Santos teve apenas público de mulheres e crianças na Vila Belmiro (Crédito: Raul Baretta/ Santos FC)

O Santos venceu o Botafogo-SP na Vila Belmiro por 1 a 0 e garantiu vaga na próxima fase da Copa do Brasil. O protagonismo, porém, ficou nas arquibancadas. A partida foi marcado pela presença das mulheres por decisão do Superior Tribunal de Justiça Desportivo (STJD).

Tudo acontecem no ano passado quando em uma partida entre Santos e Corinthians, após invasão de um torcedor, o Peixe foi punido. Assim, o Santos pediu que a pena de dois jogos com portões fechados fossem revertidos. O Alvinegro Praiano conseguiu a liberação, mas com ressalvas: entrada de mulheres somente de mulheres, desde que não sejam filiadas às torcidas organizadas, crianças de até 12 anos e pessoas com deficiência.

Umas torcedoras que marcou presença foi Nicole Ferreira, de 25 anos. Para ela, é preciso igualar o número de torcedoras nas arquibancadas, e que essa decisão de ter somente mulheres na torcida não pode ser encarado como “punição”.

“Para mim, a experiência de ontem causou duas sensações diferentes. A primeira que, a presença de mulheres e crianças no estádio não pode ser entendida como punição. Estamos lá sempre, marcando nosso espaço e participação no futebol. A segunda é que estar em um estádio de futebol sem a presença masculina só fez reacender a necessidade de igualarmos o número da participação de mulheres com as dos homens. Com certeza tornaria tudo mais confortável e acessível para todos os públicos”, disse a torcedora.

Registros extraídos:
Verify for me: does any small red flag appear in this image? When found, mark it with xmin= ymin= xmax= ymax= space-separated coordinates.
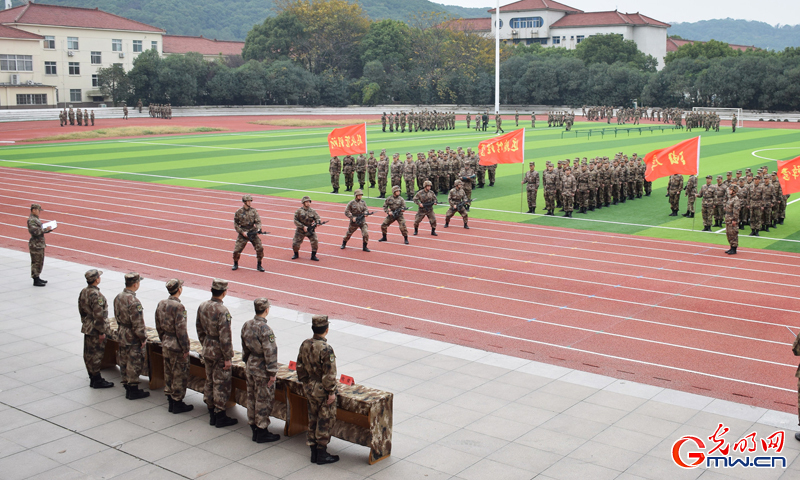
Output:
xmin=644 ymin=137 xmax=700 ymax=182
xmin=328 ymin=123 xmax=367 ymax=157
xmin=478 ymin=128 xmax=525 ymax=165
xmin=778 ymin=157 xmax=800 ymax=195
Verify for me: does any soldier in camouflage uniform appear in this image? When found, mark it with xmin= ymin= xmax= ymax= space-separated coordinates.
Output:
xmin=114 ymin=272 xmax=150 ymax=400
xmin=231 ymin=194 xmax=264 ymax=272
xmin=242 ymin=298 xmax=281 ymax=443
xmin=725 ymin=185 xmax=741 ymax=255
xmin=156 ymin=278 xmax=194 ymax=414
xmin=342 ymin=190 xmax=370 ymax=252
xmin=28 ymin=203 xmax=52 ymax=287
xmin=522 ymin=162 xmax=539 ymax=213
xmin=195 ymin=278 xmax=239 ymax=428
xmin=292 ymin=196 xmax=322 ymax=262
xmin=297 ymin=315 xmax=339 ymax=465
xmin=78 ymin=269 xmax=114 ymax=388
xmin=328 ymin=156 xmax=342 ymax=193
xmin=378 ymin=182 xmax=410 ymax=245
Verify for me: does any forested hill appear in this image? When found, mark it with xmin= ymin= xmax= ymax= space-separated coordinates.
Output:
xmin=12 ymin=0 xmax=491 ymax=40
xmin=667 ymin=18 xmax=800 ymax=50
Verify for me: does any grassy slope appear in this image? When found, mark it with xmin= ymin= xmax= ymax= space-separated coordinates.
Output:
xmin=0 ymin=121 xmax=800 ymax=252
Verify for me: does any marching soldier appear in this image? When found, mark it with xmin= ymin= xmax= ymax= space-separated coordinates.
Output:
xmin=114 ymin=272 xmax=150 ymax=400
xmin=342 ymin=190 xmax=370 ymax=252
xmin=231 ymin=193 xmax=264 ymax=272
xmin=522 ymin=162 xmax=539 ymax=213
xmin=156 ymin=278 xmax=194 ymax=414
xmin=292 ymin=196 xmax=322 ymax=262
xmin=78 ymin=269 xmax=114 ymax=388
xmin=242 ymin=297 xmax=281 ymax=443
xmin=195 ymin=278 xmax=239 ymax=428
xmin=378 ymin=182 xmax=410 ymax=245
xmin=297 ymin=315 xmax=339 ymax=465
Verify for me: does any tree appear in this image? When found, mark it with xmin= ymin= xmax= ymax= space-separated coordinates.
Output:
xmin=97 ymin=64 xmax=131 ymax=107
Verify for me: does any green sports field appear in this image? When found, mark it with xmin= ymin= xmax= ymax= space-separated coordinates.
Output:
xmin=0 ymin=121 xmax=800 ymax=252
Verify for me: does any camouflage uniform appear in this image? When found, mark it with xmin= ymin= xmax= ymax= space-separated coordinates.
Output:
xmin=242 ymin=298 xmax=278 ymax=432
xmin=156 ymin=279 xmax=189 ymax=402
xmin=297 ymin=315 xmax=338 ymax=447
xmin=195 ymin=279 xmax=233 ymax=412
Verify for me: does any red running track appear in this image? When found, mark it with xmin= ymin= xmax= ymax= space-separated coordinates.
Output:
xmin=0 ymin=168 xmax=800 ymax=412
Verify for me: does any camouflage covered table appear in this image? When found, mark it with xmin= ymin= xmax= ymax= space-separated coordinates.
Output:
xmin=102 ymin=318 xmax=394 ymax=464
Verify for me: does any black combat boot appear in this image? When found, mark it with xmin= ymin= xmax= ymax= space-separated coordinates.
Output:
xmin=317 ymin=445 xmax=339 ymax=465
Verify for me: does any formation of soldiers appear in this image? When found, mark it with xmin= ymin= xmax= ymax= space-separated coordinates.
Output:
xmin=58 ymin=107 xmax=94 ymax=127
xmin=381 ymin=110 xmax=456 ymax=133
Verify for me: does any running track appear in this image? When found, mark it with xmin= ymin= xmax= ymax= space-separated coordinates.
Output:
xmin=0 ymin=168 xmax=800 ymax=412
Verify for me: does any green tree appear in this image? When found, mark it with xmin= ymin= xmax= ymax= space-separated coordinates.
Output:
xmin=97 ymin=64 xmax=131 ymax=107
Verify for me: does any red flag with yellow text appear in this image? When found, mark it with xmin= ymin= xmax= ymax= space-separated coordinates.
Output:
xmin=478 ymin=128 xmax=525 ymax=165
xmin=644 ymin=137 xmax=700 ymax=182
xmin=778 ymin=157 xmax=800 ymax=195
xmin=328 ymin=123 xmax=367 ymax=157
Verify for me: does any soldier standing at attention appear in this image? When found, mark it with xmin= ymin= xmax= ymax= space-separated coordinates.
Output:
xmin=297 ymin=315 xmax=339 ymax=465
xmin=342 ymin=190 xmax=370 ymax=252
xmin=195 ymin=278 xmax=239 ymax=428
xmin=725 ymin=185 xmax=741 ymax=255
xmin=231 ymin=194 xmax=264 ymax=272
xmin=28 ymin=203 xmax=53 ymax=287
xmin=342 ymin=155 xmax=356 ymax=192
xmin=114 ymin=272 xmax=150 ymax=400
xmin=683 ymin=175 xmax=697 ymax=218
xmin=78 ymin=269 xmax=114 ymax=388
xmin=328 ymin=156 xmax=342 ymax=193
xmin=667 ymin=173 xmax=683 ymax=217
xmin=367 ymin=150 xmax=378 ymax=188
xmin=522 ymin=162 xmax=539 ymax=213
xmin=156 ymin=278 xmax=194 ymax=414
xmin=378 ymin=186 xmax=410 ymax=245
xmin=444 ymin=182 xmax=469 ymax=229
xmin=242 ymin=297 xmax=281 ymax=443
xmin=292 ymin=196 xmax=322 ymax=262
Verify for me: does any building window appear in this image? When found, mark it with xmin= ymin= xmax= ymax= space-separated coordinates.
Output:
xmin=512 ymin=17 xmax=544 ymax=28
xmin=0 ymin=55 xmax=33 ymax=72
xmin=17 ymin=93 xmax=47 ymax=105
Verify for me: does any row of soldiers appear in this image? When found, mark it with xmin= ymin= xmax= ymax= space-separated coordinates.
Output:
xmin=58 ymin=107 xmax=94 ymax=127
xmin=328 ymin=147 xmax=497 ymax=200
xmin=78 ymin=269 xmax=339 ymax=465
xmin=522 ymin=153 xmax=652 ymax=217
xmin=381 ymin=110 xmax=456 ymax=133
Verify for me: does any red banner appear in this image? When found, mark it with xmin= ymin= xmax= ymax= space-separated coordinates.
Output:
xmin=328 ymin=123 xmax=367 ymax=157
xmin=778 ymin=157 xmax=800 ymax=195
xmin=478 ymin=128 xmax=525 ymax=165
xmin=644 ymin=137 xmax=700 ymax=182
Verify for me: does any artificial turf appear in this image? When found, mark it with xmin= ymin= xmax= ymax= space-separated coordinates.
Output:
xmin=0 ymin=121 xmax=800 ymax=252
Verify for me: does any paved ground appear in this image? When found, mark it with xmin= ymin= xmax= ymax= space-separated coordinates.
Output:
xmin=0 ymin=249 xmax=800 ymax=480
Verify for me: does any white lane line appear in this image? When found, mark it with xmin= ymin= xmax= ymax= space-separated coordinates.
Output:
xmin=0 ymin=235 xmax=795 ymax=393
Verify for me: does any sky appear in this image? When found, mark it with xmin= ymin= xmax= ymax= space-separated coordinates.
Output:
xmin=431 ymin=0 xmax=800 ymax=25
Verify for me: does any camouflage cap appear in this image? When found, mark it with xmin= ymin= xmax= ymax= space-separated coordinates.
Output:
xmin=167 ymin=278 xmax=183 ymax=294
xmin=311 ymin=315 xmax=328 ymax=327
xmin=83 ymin=268 xmax=103 ymax=283
xmin=211 ymin=278 xmax=228 ymax=292
xmin=125 ymin=272 xmax=144 ymax=283
xmin=253 ymin=297 xmax=269 ymax=312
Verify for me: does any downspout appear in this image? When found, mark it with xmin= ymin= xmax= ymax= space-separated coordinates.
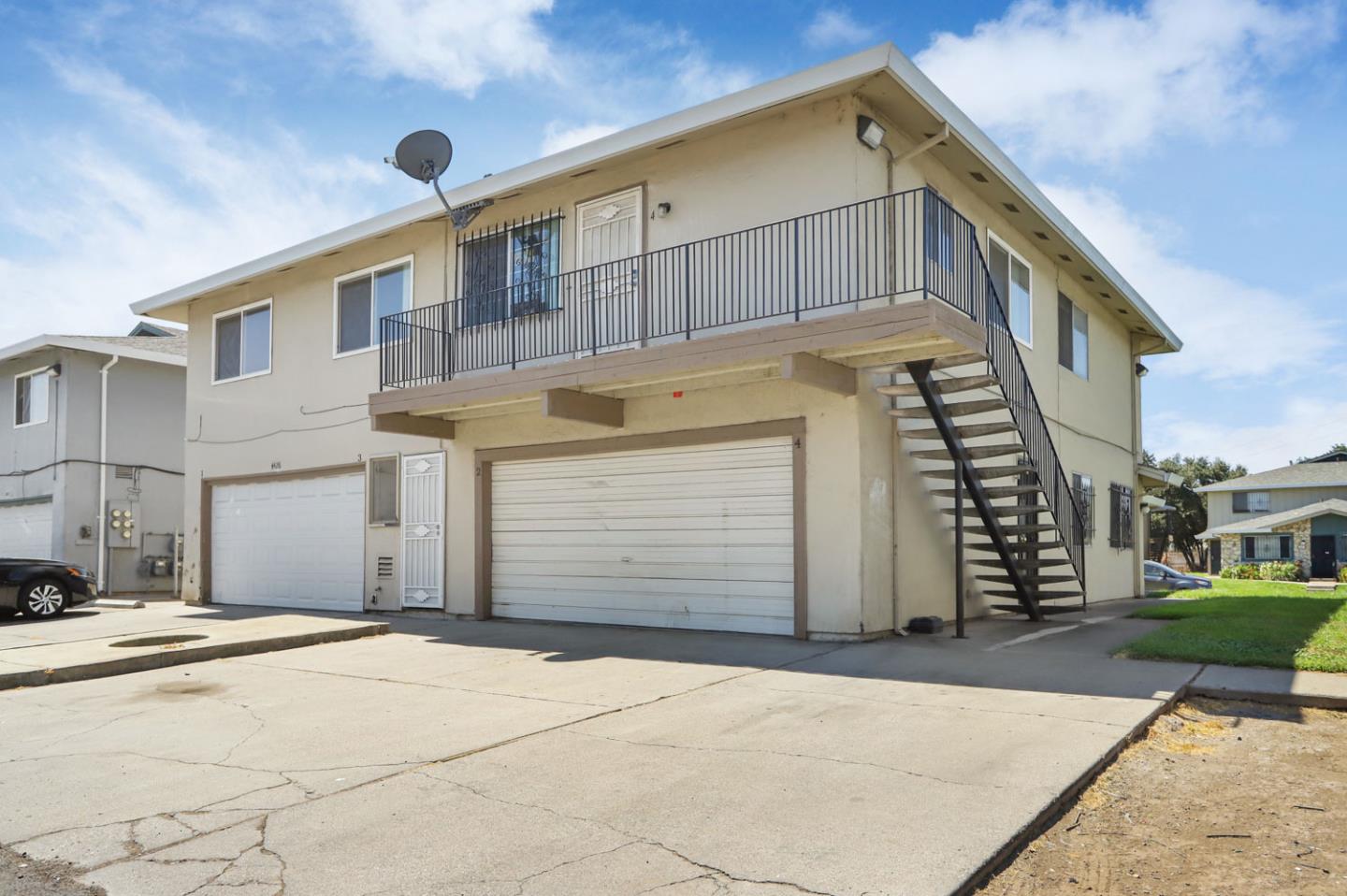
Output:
xmin=98 ymin=354 xmax=122 ymax=594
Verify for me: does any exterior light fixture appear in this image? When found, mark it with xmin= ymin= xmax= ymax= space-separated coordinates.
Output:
xmin=855 ymin=114 xmax=885 ymax=150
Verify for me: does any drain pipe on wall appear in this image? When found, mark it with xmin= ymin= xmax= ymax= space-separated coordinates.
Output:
xmin=98 ymin=354 xmax=122 ymax=594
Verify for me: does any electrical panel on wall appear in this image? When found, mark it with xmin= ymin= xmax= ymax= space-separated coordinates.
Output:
xmin=108 ymin=501 xmax=136 ymax=547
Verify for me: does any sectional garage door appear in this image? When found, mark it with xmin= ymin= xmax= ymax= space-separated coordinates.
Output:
xmin=0 ymin=501 xmax=51 ymax=559
xmin=210 ymin=473 xmax=365 ymax=611
xmin=490 ymin=438 xmax=795 ymax=635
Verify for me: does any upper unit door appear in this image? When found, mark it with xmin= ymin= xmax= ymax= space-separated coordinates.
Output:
xmin=0 ymin=501 xmax=52 ymax=560
xmin=210 ymin=471 xmax=365 ymax=612
xmin=403 ymin=452 xmax=444 ymax=609
xmin=575 ymin=187 xmax=644 ymax=354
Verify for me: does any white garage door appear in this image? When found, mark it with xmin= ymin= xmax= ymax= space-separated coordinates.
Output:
xmin=210 ymin=473 xmax=365 ymax=611
xmin=492 ymin=438 xmax=795 ymax=635
xmin=0 ymin=501 xmax=51 ymax=559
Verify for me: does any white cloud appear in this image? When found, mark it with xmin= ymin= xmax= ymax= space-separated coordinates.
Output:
xmin=540 ymin=122 xmax=621 ymax=155
xmin=340 ymin=0 xmax=557 ymax=97
xmin=0 ymin=59 xmax=398 ymax=345
xmin=1044 ymin=186 xmax=1344 ymax=382
xmin=915 ymin=0 xmax=1336 ymax=163
xmin=804 ymin=8 xmax=875 ymax=50
xmin=1145 ymin=397 xmax=1347 ymax=473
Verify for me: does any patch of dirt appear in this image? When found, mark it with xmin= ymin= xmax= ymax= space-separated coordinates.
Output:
xmin=978 ymin=700 xmax=1347 ymax=896
xmin=0 ymin=846 xmax=107 ymax=896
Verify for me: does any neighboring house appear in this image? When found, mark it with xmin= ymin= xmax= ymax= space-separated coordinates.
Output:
xmin=1197 ymin=455 xmax=1347 ymax=578
xmin=0 ymin=324 xmax=187 ymax=591
xmin=134 ymin=46 xmax=1180 ymax=637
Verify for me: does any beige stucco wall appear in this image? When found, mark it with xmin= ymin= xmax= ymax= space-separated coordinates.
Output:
xmin=176 ymin=83 xmax=1137 ymax=633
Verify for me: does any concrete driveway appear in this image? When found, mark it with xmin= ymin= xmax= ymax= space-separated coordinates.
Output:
xmin=0 ymin=605 xmax=1197 ymax=896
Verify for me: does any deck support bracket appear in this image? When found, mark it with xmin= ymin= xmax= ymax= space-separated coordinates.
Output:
xmin=369 ymin=413 xmax=454 ymax=440
xmin=781 ymin=352 xmax=855 ymax=397
xmin=543 ymin=389 xmax=625 ymax=430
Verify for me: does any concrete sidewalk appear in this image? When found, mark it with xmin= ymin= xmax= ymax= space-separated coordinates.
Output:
xmin=0 ymin=611 xmax=388 ymax=690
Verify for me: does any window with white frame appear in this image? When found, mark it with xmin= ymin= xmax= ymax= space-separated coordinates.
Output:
xmin=213 ymin=299 xmax=270 ymax=383
xmin=1242 ymin=535 xmax=1292 ymax=560
xmin=1057 ymin=293 xmax=1090 ymax=380
xmin=333 ymin=257 xmax=413 ymax=355
xmin=988 ymin=232 xmax=1033 ymax=346
xmin=1230 ymin=492 xmax=1271 ymax=513
xmin=13 ymin=368 xmax=51 ymax=427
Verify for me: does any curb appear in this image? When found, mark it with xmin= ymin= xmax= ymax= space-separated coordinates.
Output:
xmin=0 ymin=623 xmax=388 ymax=691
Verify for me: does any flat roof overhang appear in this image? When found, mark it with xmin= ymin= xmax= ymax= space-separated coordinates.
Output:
xmin=369 ymin=299 xmax=986 ymax=438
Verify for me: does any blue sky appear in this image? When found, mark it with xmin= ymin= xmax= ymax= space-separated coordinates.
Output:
xmin=0 ymin=0 xmax=1347 ymax=469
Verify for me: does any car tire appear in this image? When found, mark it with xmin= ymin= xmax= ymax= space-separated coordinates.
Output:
xmin=19 ymin=578 xmax=70 ymax=618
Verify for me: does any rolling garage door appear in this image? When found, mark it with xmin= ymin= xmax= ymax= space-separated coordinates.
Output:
xmin=490 ymin=438 xmax=795 ymax=635
xmin=0 ymin=501 xmax=51 ymax=559
xmin=210 ymin=473 xmax=365 ymax=611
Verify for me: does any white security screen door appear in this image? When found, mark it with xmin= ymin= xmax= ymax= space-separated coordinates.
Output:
xmin=575 ymin=187 xmax=643 ymax=354
xmin=403 ymin=452 xmax=444 ymax=609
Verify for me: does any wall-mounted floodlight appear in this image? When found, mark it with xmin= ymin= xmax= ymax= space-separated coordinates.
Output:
xmin=384 ymin=131 xmax=492 ymax=230
xmin=855 ymin=114 xmax=884 ymax=150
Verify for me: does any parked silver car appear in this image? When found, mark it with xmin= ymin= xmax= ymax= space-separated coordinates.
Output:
xmin=1146 ymin=560 xmax=1211 ymax=591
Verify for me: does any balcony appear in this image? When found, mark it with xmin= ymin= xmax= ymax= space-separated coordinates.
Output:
xmin=371 ymin=189 xmax=985 ymax=412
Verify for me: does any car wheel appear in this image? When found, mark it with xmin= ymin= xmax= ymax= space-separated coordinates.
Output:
xmin=19 ymin=578 xmax=70 ymax=618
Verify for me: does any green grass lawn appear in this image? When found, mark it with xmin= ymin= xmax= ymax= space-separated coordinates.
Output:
xmin=1117 ymin=578 xmax=1347 ymax=672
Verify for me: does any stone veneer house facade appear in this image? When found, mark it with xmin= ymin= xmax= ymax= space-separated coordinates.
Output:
xmin=134 ymin=46 xmax=1180 ymax=639
xmin=1197 ymin=454 xmax=1347 ymax=578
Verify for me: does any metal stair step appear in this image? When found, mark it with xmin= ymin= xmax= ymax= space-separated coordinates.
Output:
xmin=875 ymin=373 xmax=999 ymax=397
xmin=974 ymin=572 xmax=1077 ymax=587
xmin=963 ymin=523 xmax=1057 ymax=535
xmin=910 ymin=442 xmax=1023 ymax=464
xmin=898 ymin=420 xmax=1019 ymax=442
xmin=921 ymin=464 xmax=1037 ymax=481
xmin=992 ymin=600 xmax=1080 ymax=615
xmin=889 ymin=398 xmax=1010 ymax=420
xmin=940 ymin=504 xmax=1048 ymax=520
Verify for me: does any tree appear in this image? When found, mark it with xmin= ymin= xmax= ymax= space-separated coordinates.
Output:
xmin=1142 ymin=452 xmax=1249 ymax=570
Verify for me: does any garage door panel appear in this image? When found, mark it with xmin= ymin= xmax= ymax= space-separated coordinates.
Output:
xmin=492 ymin=438 xmax=795 ymax=633
xmin=210 ymin=473 xmax=365 ymax=611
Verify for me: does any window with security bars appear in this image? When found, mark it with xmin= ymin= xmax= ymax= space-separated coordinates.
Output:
xmin=1108 ymin=483 xmax=1134 ymax=550
xmin=1071 ymin=473 xmax=1094 ymax=544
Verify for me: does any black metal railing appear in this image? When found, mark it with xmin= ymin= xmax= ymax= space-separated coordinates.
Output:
xmin=380 ymin=187 xmax=1084 ymax=590
xmin=380 ymin=189 xmax=979 ymax=389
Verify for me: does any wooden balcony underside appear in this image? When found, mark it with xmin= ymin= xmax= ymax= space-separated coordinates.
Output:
xmin=369 ymin=300 xmax=986 ymax=420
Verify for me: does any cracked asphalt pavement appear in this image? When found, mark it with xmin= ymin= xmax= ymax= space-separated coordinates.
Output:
xmin=0 ymin=603 xmax=1196 ymax=896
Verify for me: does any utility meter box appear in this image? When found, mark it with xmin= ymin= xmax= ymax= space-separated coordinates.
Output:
xmin=108 ymin=501 xmax=136 ymax=547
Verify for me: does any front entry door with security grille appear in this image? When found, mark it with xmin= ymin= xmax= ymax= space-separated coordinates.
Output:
xmin=403 ymin=452 xmax=444 ymax=609
xmin=575 ymin=187 xmax=644 ymax=354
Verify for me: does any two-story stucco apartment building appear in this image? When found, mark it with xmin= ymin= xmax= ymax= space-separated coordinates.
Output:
xmin=0 ymin=324 xmax=187 ymax=593
xmin=1197 ymin=452 xmax=1347 ymax=578
xmin=134 ymin=46 xmax=1180 ymax=637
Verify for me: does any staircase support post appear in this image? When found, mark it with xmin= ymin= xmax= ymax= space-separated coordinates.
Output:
xmin=954 ymin=456 xmax=967 ymax=639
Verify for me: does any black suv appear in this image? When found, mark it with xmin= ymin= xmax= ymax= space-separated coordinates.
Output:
xmin=0 ymin=557 xmax=98 ymax=618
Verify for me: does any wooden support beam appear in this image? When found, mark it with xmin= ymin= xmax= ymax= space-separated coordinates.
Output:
xmin=543 ymin=389 xmax=624 ymax=430
xmin=369 ymin=413 xmax=454 ymax=440
xmin=781 ymin=352 xmax=855 ymax=395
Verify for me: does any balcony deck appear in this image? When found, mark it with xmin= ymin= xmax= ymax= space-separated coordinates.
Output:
xmin=369 ymin=295 xmax=986 ymax=427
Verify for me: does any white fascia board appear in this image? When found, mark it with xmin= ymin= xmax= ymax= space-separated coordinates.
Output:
xmin=0 ymin=336 xmax=187 ymax=367
xmin=888 ymin=45 xmax=1182 ymax=352
xmin=131 ymin=45 xmax=891 ymax=317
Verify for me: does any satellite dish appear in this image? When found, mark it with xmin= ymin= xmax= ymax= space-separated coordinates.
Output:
xmin=393 ymin=131 xmax=454 ymax=183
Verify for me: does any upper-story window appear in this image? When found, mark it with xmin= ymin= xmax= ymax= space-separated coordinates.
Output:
xmin=333 ymin=256 xmax=413 ymax=357
xmin=211 ymin=299 xmax=270 ymax=383
xmin=988 ymin=232 xmax=1033 ymax=348
xmin=458 ymin=214 xmax=561 ymax=326
xmin=1057 ymin=293 xmax=1090 ymax=380
xmin=13 ymin=368 xmax=51 ymax=428
xmin=1230 ymin=492 xmax=1271 ymax=513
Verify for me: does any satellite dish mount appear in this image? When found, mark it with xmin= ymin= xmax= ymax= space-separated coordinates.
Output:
xmin=384 ymin=131 xmax=492 ymax=230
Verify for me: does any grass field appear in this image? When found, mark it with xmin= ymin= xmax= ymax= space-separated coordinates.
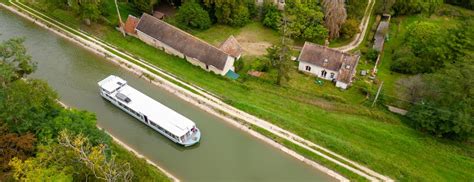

Exercícios:
1) Com base na reportagem sobre o jogo do Santos, responda às perguntas a seguir.
(a) Por qual placar o Santos venceu o Botafogo-SP na Vila Belmiro?
(b) Qual era a pena que o Santos pediu para reverter?
(c) Quantos anos tem a torcedora Nicole Ferreira?
2) Retome a reportagem sobre o jogo do Santos e escreva a continuação a partir da última frase apresentada.

Respostas:
1)
(a) O Santos venceu por 1 a 0.
(b) A pena era de dois jogos com portões fechados.
(c) Nicole Ferreira tem 25 anos.

2)
Nicole Ferreira e Pietra, na parte da frente da foto, ao lado de suas amigas Fernanda e Lívia (Crédito: Reprodução)

Já Nanny Santos, 34 anos, valorizou a presença feminina e relembrou épocas de dificuldade, em que imaginar um estádio com poucas mulheres era difícil, quanto mais somente com elas.

“Foi diferente, algo que nunca imaginei, lugar que predomina o público masculino ter só mulheres e crianças. Foi muito diferente e bem legal. É legal ver a participação do público no esporte, não só no futebol como em vários outros. Eu frequento tem muitos anos e se você pegar o público feminino hoje em dia e 10 anos atrás, você vê o quanto que cresceu. Muito legal ver à voz feminina apoiando o Santos”, comenta Nanny.

A torcedora Thais Azevedo, 27 anos, contou detalhes de como é o dia a dia de mulheres em dias de jogos com homens. Para ela, muitas mulheres acabam tendo vozes “abafadas” e há um sentimento de solidão, o que pôde ser diferente no confronto desta quarta-feira (26).

“Foi muito diferente. Isso porque, em geral, a gente não costuma ouvir a voz das mulheres cantando e comentando os jogos. Nossas vozes acabam sendo “abafadas” pelas dos homens e às vezes parece que estamos sozinhas lá. Eu ainda tenho muita sorte de ter um grupo de amigas que sempre está presente nos estádios, imagino que o choque tenha sido ainda maior para quem não comparece ao estádio com outras mulheres”, conta Thais.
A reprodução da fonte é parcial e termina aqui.